**GIVEN DATA**
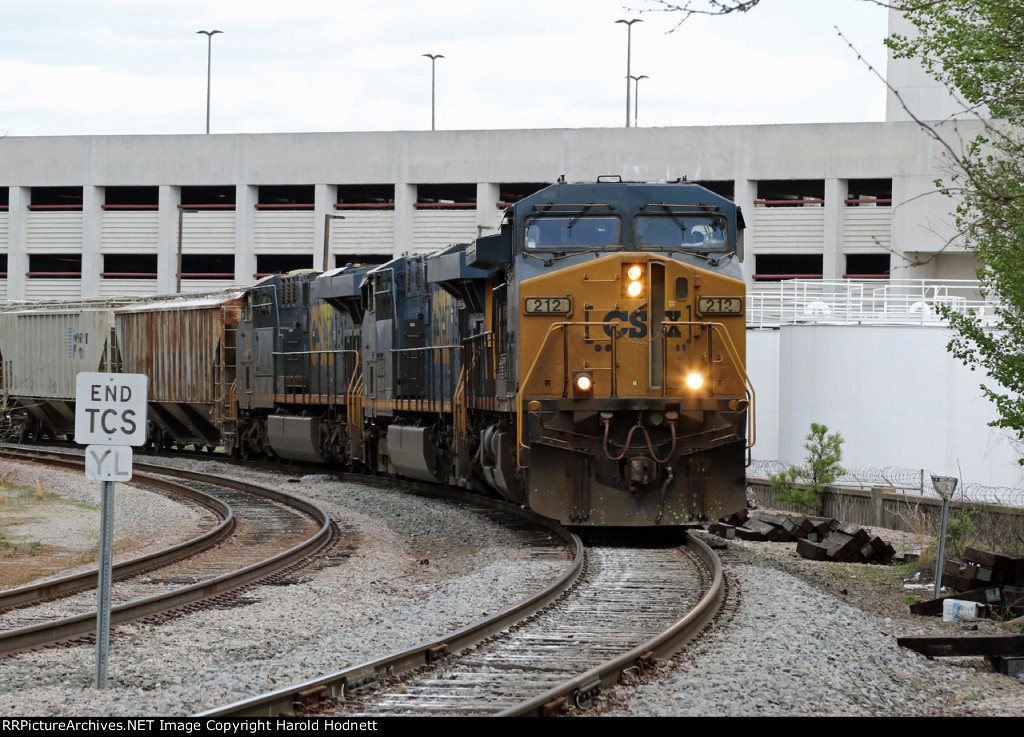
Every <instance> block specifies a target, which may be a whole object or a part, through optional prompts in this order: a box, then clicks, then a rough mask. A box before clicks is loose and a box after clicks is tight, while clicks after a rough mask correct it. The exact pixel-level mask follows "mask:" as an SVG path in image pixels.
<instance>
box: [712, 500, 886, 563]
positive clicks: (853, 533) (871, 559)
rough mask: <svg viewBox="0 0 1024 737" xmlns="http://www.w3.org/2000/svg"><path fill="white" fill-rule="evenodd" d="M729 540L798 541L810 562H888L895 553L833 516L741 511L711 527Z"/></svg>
mask: <svg viewBox="0 0 1024 737" xmlns="http://www.w3.org/2000/svg"><path fill="white" fill-rule="evenodd" d="M709 531H710V532H713V533H715V534H717V535H719V536H720V537H725V538H726V539H732V538H737V537H738V538H739V539H745V540H756V541H764V540H768V541H776V543H792V541H794V540H796V541H797V552H798V553H799V554H800V555H802V556H803V557H804V558H809V559H810V560H826V561H834V562H838V563H889V562H890V561H891V560H892V559H893V556H895V555H896V551H895V550H894V549H893V547H892V546H891V545H889V544H888V543H886V541H885V540H883V539H882V538H881V537H879V536H878V535H872V534H871V531H870V530H869V529H867V528H866V527H861V526H860V525H857V524H853V523H851V522H839V521H838V520H835V519H833V518H831V517H808V516H806V515H797V514H768V513H767V512H750V511H748V510H741V511H740V512H737V513H736V514H733V515H730V516H729V517H726V518H724V519H723V520H722V521H721V522H718V523H716V524H713V525H711V527H709Z"/></svg>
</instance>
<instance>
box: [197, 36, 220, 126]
mask: <svg viewBox="0 0 1024 737" xmlns="http://www.w3.org/2000/svg"><path fill="white" fill-rule="evenodd" d="M196 33H197V34H204V35H205V36H206V132H207V133H208V134H209V133H210V62H211V61H212V60H213V36H214V34H218V33H224V32H223V31H197V32H196Z"/></svg>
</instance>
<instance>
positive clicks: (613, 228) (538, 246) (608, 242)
mask: <svg viewBox="0 0 1024 737" xmlns="http://www.w3.org/2000/svg"><path fill="white" fill-rule="evenodd" d="M621 243H622V237H621V224H620V221H618V218H616V217H580V216H573V217H536V218H530V219H528V220H527V221H526V250H528V251H562V250H567V249H594V248H604V247H605V246H617V245H620V244H621Z"/></svg>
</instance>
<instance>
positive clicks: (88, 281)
mask: <svg viewBox="0 0 1024 737" xmlns="http://www.w3.org/2000/svg"><path fill="white" fill-rule="evenodd" d="M104 199H105V190H104V187H97V186H90V185H88V184H86V185H85V186H83V187H82V296H83V297H98V296H99V272H100V271H102V270H103V256H102V254H100V252H99V248H100V243H99V242H100V233H101V231H102V218H103V208H102V205H103V202H104Z"/></svg>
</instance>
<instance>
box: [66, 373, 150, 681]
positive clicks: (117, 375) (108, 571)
mask: <svg viewBox="0 0 1024 737" xmlns="http://www.w3.org/2000/svg"><path fill="white" fill-rule="evenodd" d="M146 384H147V378H146V377H145V375H144V374H79V375H78V377H77V380H76V385H75V442H77V443H78V444H79V445H86V448H85V477H86V478H87V479H90V480H92V481H100V482H102V496H101V498H102V501H101V503H100V520H101V522H100V528H99V571H98V572H99V576H98V577H99V586H98V593H97V600H96V688H104V687H105V686H106V662H108V660H109V659H110V649H111V578H112V577H113V568H114V482H115V481H129V480H131V460H132V450H131V446H132V445H141V444H143V443H144V442H145V419H146V410H145V400H146Z"/></svg>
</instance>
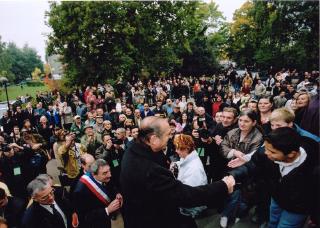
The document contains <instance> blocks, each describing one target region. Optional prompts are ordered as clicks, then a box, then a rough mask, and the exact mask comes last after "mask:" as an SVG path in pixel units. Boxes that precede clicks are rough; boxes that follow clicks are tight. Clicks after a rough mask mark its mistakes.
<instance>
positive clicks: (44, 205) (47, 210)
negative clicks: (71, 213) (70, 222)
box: [40, 201, 68, 227]
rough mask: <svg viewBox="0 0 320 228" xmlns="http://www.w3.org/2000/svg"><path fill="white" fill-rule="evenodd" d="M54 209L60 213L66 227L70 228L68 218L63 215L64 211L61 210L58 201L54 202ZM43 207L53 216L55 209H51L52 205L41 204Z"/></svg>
mask: <svg viewBox="0 0 320 228" xmlns="http://www.w3.org/2000/svg"><path fill="white" fill-rule="evenodd" d="M53 205H54V208H55V209H56V210H57V211H58V212H59V213H60V215H61V216H62V218H63V222H64V225H65V227H68V225H67V218H66V215H65V214H64V213H63V211H62V210H61V208H60V207H59V205H58V204H57V203H56V201H54V202H53ZM40 206H41V207H43V208H45V209H46V210H47V211H49V212H50V213H51V214H53V209H52V208H51V206H50V205H48V204H40Z"/></svg>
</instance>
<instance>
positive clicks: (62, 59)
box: [47, 1, 223, 84]
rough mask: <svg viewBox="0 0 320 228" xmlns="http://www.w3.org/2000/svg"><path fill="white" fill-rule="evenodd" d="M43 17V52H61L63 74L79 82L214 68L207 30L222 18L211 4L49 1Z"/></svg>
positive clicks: (212, 55) (212, 59) (67, 77)
mask: <svg viewBox="0 0 320 228" xmlns="http://www.w3.org/2000/svg"><path fill="white" fill-rule="evenodd" d="M47 16H48V24H49V26H51V27H52V29H53V32H52V33H51V34H50V35H49V42H48V49H47V50H48V53H49V54H59V55H60V56H61V57H62V62H63V63H64V64H65V66H66V68H65V75H66V76H67V78H68V79H69V80H70V81H72V82H76V83H78V84H81V83H94V82H102V81H104V80H106V79H107V78H117V77H119V76H121V75H122V76H124V77H130V76H132V75H135V76H140V75H141V74H144V73H145V72H147V73H148V74H151V75H155V74H158V75H159V74H163V73H164V74H169V73H172V72H184V73H186V74H190V73H192V74H203V73H212V72H213V70H214V69H216V67H217V60H216V57H217V55H218V54H217V53H218V51H217V50H216V49H214V48H212V47H214V46H215V45H214V44H213V43H215V38H210V37H208V36H207V34H206V33H207V31H209V32H210V29H212V30H214V29H216V30H217V29H218V28H219V26H220V25H221V23H222V21H223V17H222V14H221V12H219V11H218V10H217V6H216V5H215V3H210V4H205V3H200V2H196V1H190V2H180V1H177V2H175V1H165V2H158V1H152V2H137V1H136V2H134V1H128V2H61V3H56V2H54V3H52V4H51V6H50V12H48V13H47ZM210 33H214V32H210ZM199 58H201V59H199ZM190 63H192V65H190Z"/></svg>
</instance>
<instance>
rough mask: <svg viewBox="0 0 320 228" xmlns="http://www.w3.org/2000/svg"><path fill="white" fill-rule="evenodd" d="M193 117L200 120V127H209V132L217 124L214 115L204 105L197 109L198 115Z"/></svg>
mask: <svg viewBox="0 0 320 228" xmlns="http://www.w3.org/2000/svg"><path fill="white" fill-rule="evenodd" d="M193 118H194V119H196V120H197V121H198V125H199V127H200V128H203V129H207V130H208V131H209V132H212V131H213V130H214V128H215V127H216V124H217V123H216V122H215V121H214V120H213V119H212V117H211V116H210V115H209V114H208V113H206V111H205V109H204V107H198V108H197V109H196V115H195V116H194V117H193Z"/></svg>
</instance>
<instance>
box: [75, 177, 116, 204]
mask: <svg viewBox="0 0 320 228" xmlns="http://www.w3.org/2000/svg"><path fill="white" fill-rule="evenodd" d="M92 178H93V177H91V176H88V175H82V177H81V178H80V181H81V182H82V183H83V184H85V185H86V186H87V187H88V188H89V189H90V191H91V192H92V193H93V194H94V195H95V196H96V197H97V198H98V199H99V200H100V201H101V202H102V203H104V204H105V205H106V206H108V205H109V204H110V202H111V200H110V198H109V197H108V195H107V194H106V193H105V192H104V191H103V190H102V189H101V188H100V187H99V186H98V185H97V184H96V183H95V181H94V180H92Z"/></svg>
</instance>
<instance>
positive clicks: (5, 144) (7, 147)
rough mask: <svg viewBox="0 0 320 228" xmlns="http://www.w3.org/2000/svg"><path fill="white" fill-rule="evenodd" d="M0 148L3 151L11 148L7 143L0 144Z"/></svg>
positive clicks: (4, 150) (7, 150)
mask: <svg viewBox="0 0 320 228" xmlns="http://www.w3.org/2000/svg"><path fill="white" fill-rule="evenodd" d="M0 148H1V151H3V152H9V151H10V150H11V149H10V147H9V146H8V144H7V143H3V144H1V145H0Z"/></svg>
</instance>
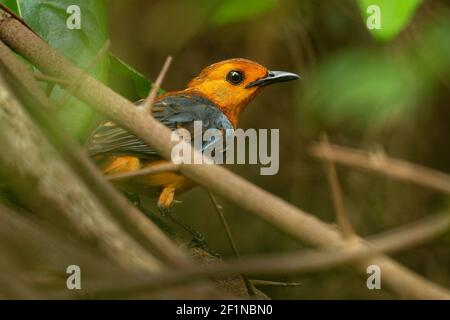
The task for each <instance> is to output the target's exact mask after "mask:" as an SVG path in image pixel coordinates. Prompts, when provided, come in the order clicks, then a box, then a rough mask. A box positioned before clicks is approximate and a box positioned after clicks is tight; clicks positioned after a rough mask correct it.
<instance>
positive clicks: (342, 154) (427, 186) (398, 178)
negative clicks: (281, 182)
mask: <svg viewBox="0 0 450 320" xmlns="http://www.w3.org/2000/svg"><path fill="white" fill-rule="evenodd" d="M310 152H311V154H312V155H313V156H315V157H318V158H321V159H328V160H332V161H335V162H337V163H340V164H343V165H347V166H352V167H358V168H361V169H364V170H369V171H374V172H378V173H381V174H384V175H387V176H389V177H392V178H395V179H399V180H403V181H408V182H412V183H415V184H418V185H421V186H424V187H427V188H431V189H434V190H437V191H440V192H444V193H448V194H450V175H448V174H446V173H443V172H439V171H436V170H433V169H429V168H425V167H422V166H419V165H416V164H412V163H409V162H407V161H403V160H398V159H394V158H391V157H389V156H387V155H384V154H372V153H369V152H365V151H361V150H355V149H350V148H346V147H341V146H337V145H330V146H324V145H322V144H319V145H316V146H314V147H312V148H311V149H310Z"/></svg>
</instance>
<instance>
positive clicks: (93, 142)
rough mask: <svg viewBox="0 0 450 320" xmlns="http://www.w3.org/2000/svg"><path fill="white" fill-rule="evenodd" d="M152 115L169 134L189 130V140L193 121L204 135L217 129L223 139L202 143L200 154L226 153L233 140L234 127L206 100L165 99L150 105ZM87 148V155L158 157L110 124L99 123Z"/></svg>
mask: <svg viewBox="0 0 450 320" xmlns="http://www.w3.org/2000/svg"><path fill="white" fill-rule="evenodd" d="M152 114H153V116H154V117H155V118H156V119H157V120H159V121H160V122H161V123H163V124H164V125H165V126H167V127H168V128H170V129H171V130H172V131H173V130H176V129H179V128H184V129H186V130H188V131H189V132H190V133H191V137H194V135H195V132H194V121H201V126H202V131H203V132H205V131H206V130H207V129H218V130H219V131H220V132H222V133H223V134H225V136H224V137H223V139H217V138H216V137H214V136H213V137H211V138H210V139H207V140H206V141H203V143H202V151H204V150H211V149H212V148H216V149H215V150H216V151H219V152H225V150H226V148H227V147H226V146H227V145H229V143H230V142H231V140H232V136H233V126H232V124H231V123H230V121H229V120H228V118H227V117H226V116H225V115H224V114H223V113H222V111H220V110H219V109H218V108H217V107H215V106H214V105H212V104H211V103H210V102H209V101H207V100H205V99H202V98H199V97H196V96H191V95H177V96H168V97H167V98H165V99H163V100H161V101H159V102H158V103H156V104H155V105H154V106H153V108H152ZM223 141H225V142H223ZM224 145H225V146H224ZM86 149H87V152H88V154H89V155H90V156H95V155H98V154H110V155H134V156H138V157H143V158H149V159H155V158H160V157H159V156H158V153H157V152H156V151H155V150H153V149H152V148H151V147H150V146H148V145H147V144H145V142H143V141H142V140H141V139H140V138H138V137H136V136H135V135H134V134H132V133H130V132H129V131H127V130H125V129H123V128H122V127H120V126H118V125H117V124H115V123H113V122H111V121H107V122H104V123H102V124H101V125H100V126H98V127H97V128H96V130H94V132H93V133H92V134H91V136H90V137H89V139H88V142H87V145H86Z"/></svg>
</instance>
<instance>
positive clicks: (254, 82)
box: [245, 71, 300, 88]
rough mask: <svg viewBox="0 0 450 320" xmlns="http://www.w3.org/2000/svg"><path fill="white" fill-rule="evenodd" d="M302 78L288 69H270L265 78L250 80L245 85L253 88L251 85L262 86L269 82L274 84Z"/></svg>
mask: <svg viewBox="0 0 450 320" xmlns="http://www.w3.org/2000/svg"><path fill="white" fill-rule="evenodd" d="M296 79H300V76H299V75H298V74H295V73H292V72H286V71H269V72H268V73H267V76H265V77H264V78H261V79H258V80H256V81H253V82H250V83H249V84H248V85H246V86H245V88H251V87H256V86H258V87H260V86H266V85H268V84H272V83H275V82H285V81H291V80H296Z"/></svg>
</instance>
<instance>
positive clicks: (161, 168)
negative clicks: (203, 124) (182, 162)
mask: <svg viewBox="0 0 450 320" xmlns="http://www.w3.org/2000/svg"><path fill="white" fill-rule="evenodd" d="M178 170H179V165H177V164H174V163H172V162H169V161H167V162H164V163H158V164H156V165H154V166H152V167H148V168H144V169H140V170H136V171H130V172H123V173H115V174H111V175H108V176H106V178H107V179H108V180H109V181H122V180H128V179H133V178H138V177H142V176H147V175H149V174H152V173H159V172H176V171H178Z"/></svg>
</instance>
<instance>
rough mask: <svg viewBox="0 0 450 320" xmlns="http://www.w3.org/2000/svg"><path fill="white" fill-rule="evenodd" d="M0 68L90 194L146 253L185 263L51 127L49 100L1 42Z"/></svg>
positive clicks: (73, 149) (51, 126) (74, 145)
mask: <svg viewBox="0 0 450 320" xmlns="http://www.w3.org/2000/svg"><path fill="white" fill-rule="evenodd" d="M0 69H1V71H2V74H6V75H7V76H8V77H10V78H11V79H13V80H14V82H15V85H16V87H19V86H22V87H23V88H22V90H23V91H24V93H23V94H21V97H27V96H30V99H29V100H30V103H29V104H28V105H29V106H30V108H33V109H31V110H29V111H30V113H34V116H35V117H39V118H40V119H41V120H40V122H43V125H42V128H44V129H47V130H49V134H48V136H49V137H50V138H51V139H54V140H56V141H55V143H54V144H55V145H56V146H57V147H58V148H59V149H60V151H61V153H62V154H63V155H65V156H66V160H67V162H68V163H69V164H71V167H72V169H73V170H74V171H75V172H77V174H78V175H79V176H80V177H81V178H82V179H83V180H84V182H85V184H86V186H87V187H90V188H92V194H96V195H97V196H98V197H99V198H100V199H101V200H102V202H103V203H104V204H105V206H106V207H107V208H108V209H109V211H110V212H111V213H112V214H113V215H114V218H115V219H116V220H117V221H118V222H119V223H120V224H121V226H122V227H124V228H125V230H126V231H127V232H128V233H129V234H130V235H132V236H133V237H134V238H135V239H136V240H137V241H138V242H139V243H141V244H142V245H143V246H144V247H145V248H146V249H147V250H150V251H151V252H155V254H157V255H158V256H159V257H161V258H162V259H163V260H164V261H166V262H167V263H168V264H171V265H174V266H184V264H185V263H186V260H187V257H186V255H185V254H183V253H182V252H181V250H180V249H179V248H178V247H177V246H175V245H174V244H173V243H172V241H171V240H170V239H169V238H167V236H166V235H165V234H164V233H163V232H162V231H161V230H160V229H159V228H158V227H157V226H155V225H154V224H153V223H152V222H151V221H149V219H147V218H146V217H145V216H144V215H143V214H142V213H141V212H140V211H139V210H138V209H136V208H135V207H134V206H133V205H131V204H130V203H129V202H128V200H127V199H126V198H125V197H124V196H123V195H121V194H120V193H118V192H117V190H116V189H115V188H114V187H112V186H111V185H110V184H109V183H107V181H105V179H104V177H103V175H102V174H101V173H100V172H99V170H98V169H97V168H96V167H95V166H94V165H93V163H92V162H91V161H90V160H89V159H87V157H86V155H85V154H84V153H83V152H81V150H79V147H78V146H77V145H76V144H75V143H74V142H73V141H72V140H71V139H70V138H69V137H67V136H66V135H65V134H64V131H63V130H62V129H61V128H59V126H57V125H55V121H54V119H49V117H50V114H51V112H50V111H51V110H52V109H53V106H52V105H51V104H50V101H49V100H48V99H47V97H46V96H45V94H44V93H43V92H42V90H41V89H40V87H39V86H38V84H37V83H36V81H35V80H34V79H33V76H32V74H31V72H30V71H29V69H28V68H27V67H26V66H25V65H24V64H23V63H22V62H21V61H19V60H18V59H17V57H16V55H15V54H14V53H13V52H12V51H11V50H10V49H9V48H8V47H6V46H5V45H4V44H3V43H2V42H1V41H0Z"/></svg>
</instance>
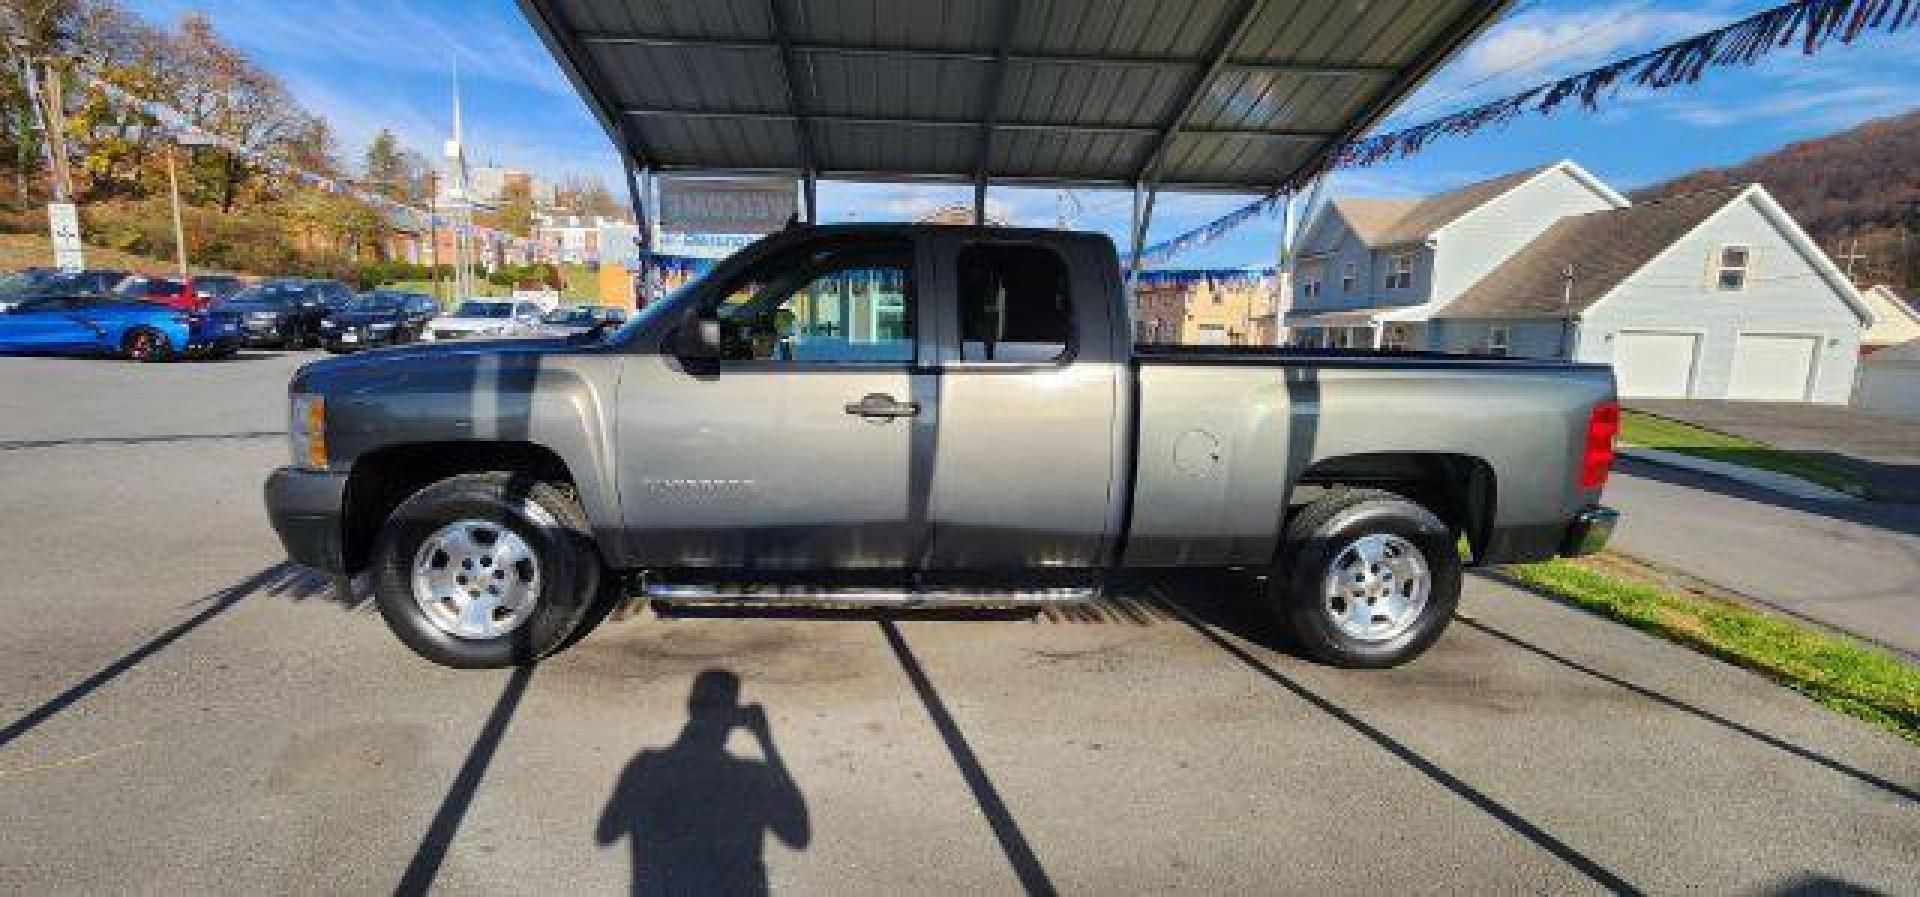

**EXERCISE BRIEF**
Copy the records word for word, from their start down through the line that contains "positive clicks: (853, 533) (871, 559)", including that line, and leave the pictures out of your answer.

**SOLUTION**
Every <instance> block specifies a target, which may be a whole object or a part, through optional prompts in this order: a box, then clicks, then a rough mask. A box before clicks is loose and a box after clicks is tight, while clicks after a rough mask correct it. The exact pixel-level mask follows "mask:" as an SVG path in image pixels.
<instance>
box: [712, 500, 886, 563]
positive clicks: (853, 533) (871, 559)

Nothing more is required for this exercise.